▶ [TASK]:
Look through the data below, and copy each line that carries the word "single".
____________
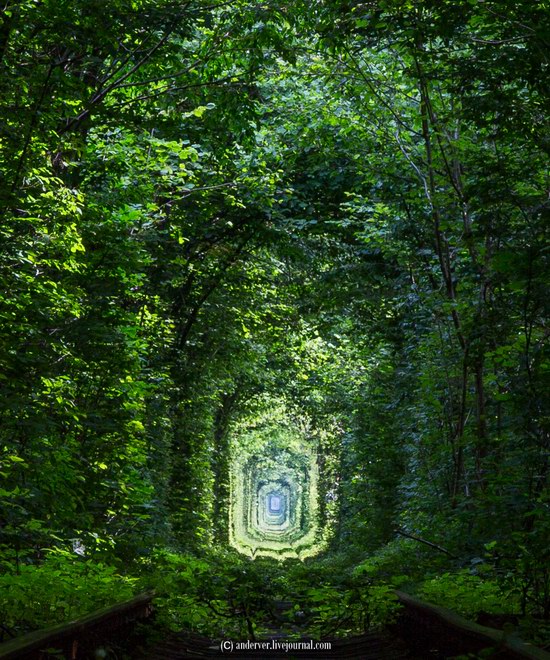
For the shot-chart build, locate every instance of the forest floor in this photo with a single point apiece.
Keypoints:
(279, 642)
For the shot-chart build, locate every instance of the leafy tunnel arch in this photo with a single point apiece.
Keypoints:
(274, 279)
____________
▶ [THE ANSWER]:
For the shot-chart build, locate every instance of the forest floor in this photo with a single point apiece.
For the shot-chart build, locate every instance of the leafy tunnel arch in this photo with a single point apiece.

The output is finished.